Please reproduce word for word the stretch of the pipe ring patch reply from "I have a few" through "pipe->curbuf + pipe->nrbufs.".

▶ **Document section**:
## begin

Re: [RFC][PATCH] pipe: Convert ring to head/tail

From: Will Deacon
Date: Sun Sep 15 2019 - 10:59:34 EST


Hi David, [+Peter]

I have a few drive-by comments on the ordering side of things. See below.

On Fri, Sep 13, 2019 at 02:00:39PM +0100, David Howells wrote:
> Convert pipes to use head and tail pointers for the buffer ring rather than
> pointer and length as the latter requires two atomic ops to update (or a
> combined op) whereas the former only requires one.
>
> (1) The head pointer is the point at which production occurs and points to
> the slot in which the next buffer will be placed. This is equivalent
> to pipe->curbuf + pipe->nrbufs.
>
> The head pointer belongs to the write-side.

## end

▶ **Extracted entries**:
## begin

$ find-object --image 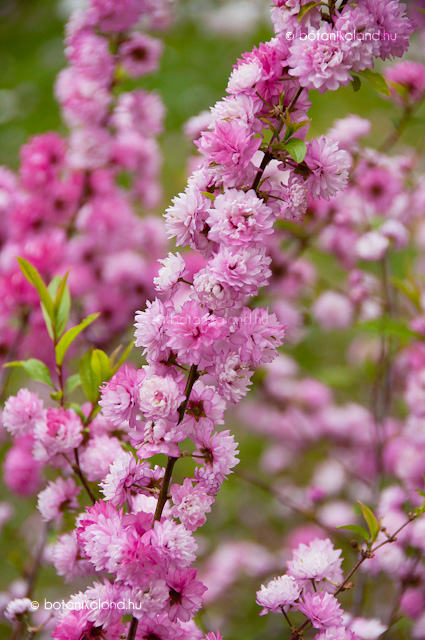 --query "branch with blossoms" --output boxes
[3,0,420,640]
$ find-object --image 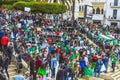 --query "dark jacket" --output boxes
[56,69,65,80]
[79,60,86,68]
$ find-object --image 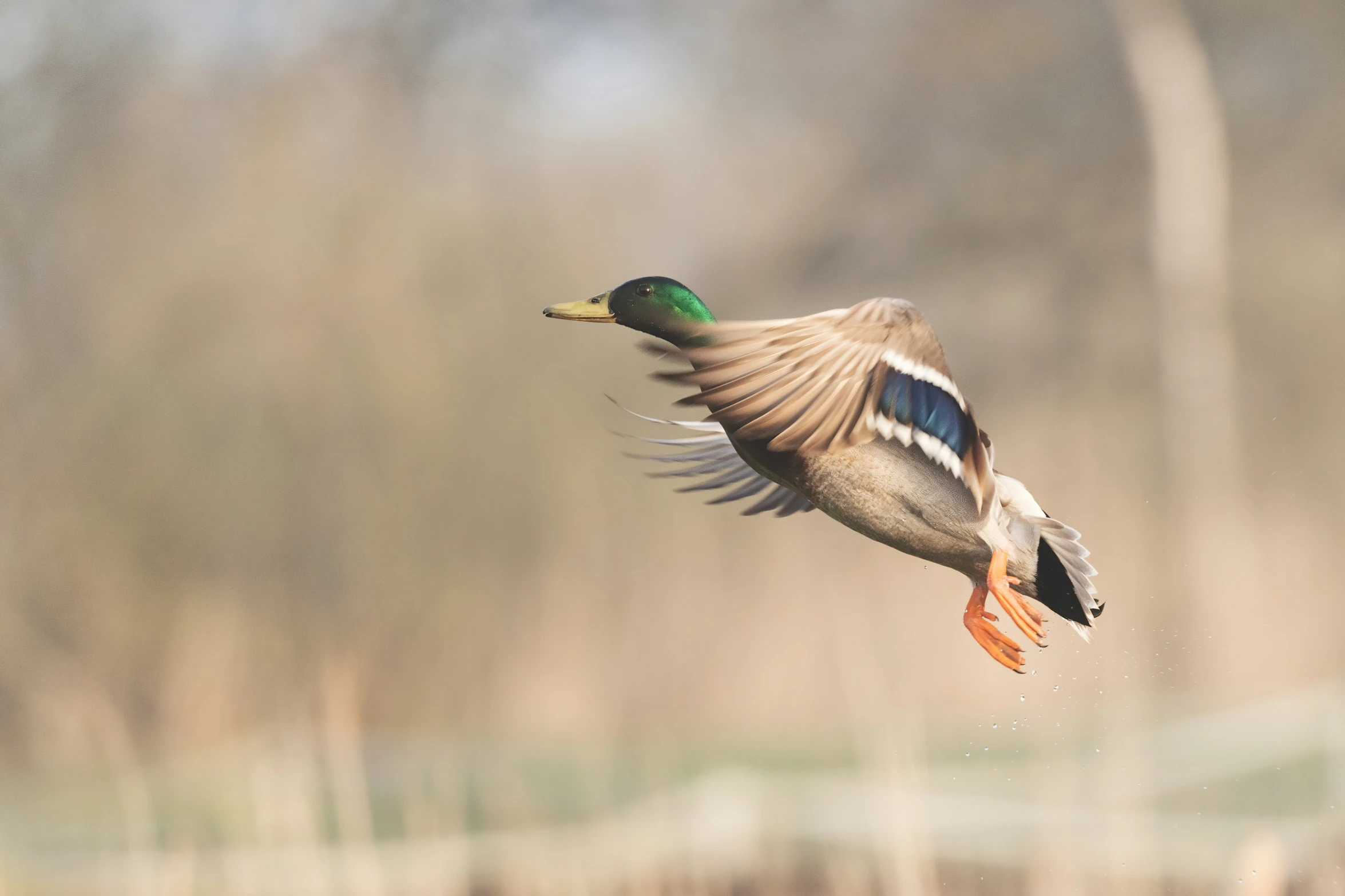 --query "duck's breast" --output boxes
[795,439,990,575]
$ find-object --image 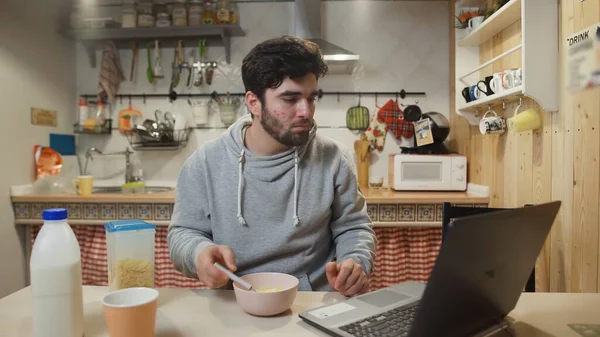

## end

▶ **Exercise result**:
I have a few drive-by comments on the ordering side of things. See below.

On Fri, Sep 13, 2019 at 02:00:39PM +0100, David Howells wrote:
> Convert pipes to use head and tail pointers for the buffer ring rather than
> pointer and length as the latter requires two atomic ops to update (or a
> combined op) whereas the former only requires one.
>
> (1) The head pointer is the point at which production occurs and points to
> the slot in which the next buffer will be placed. This is equivalent
> to pipe->curbuf + pipe->nrbufs.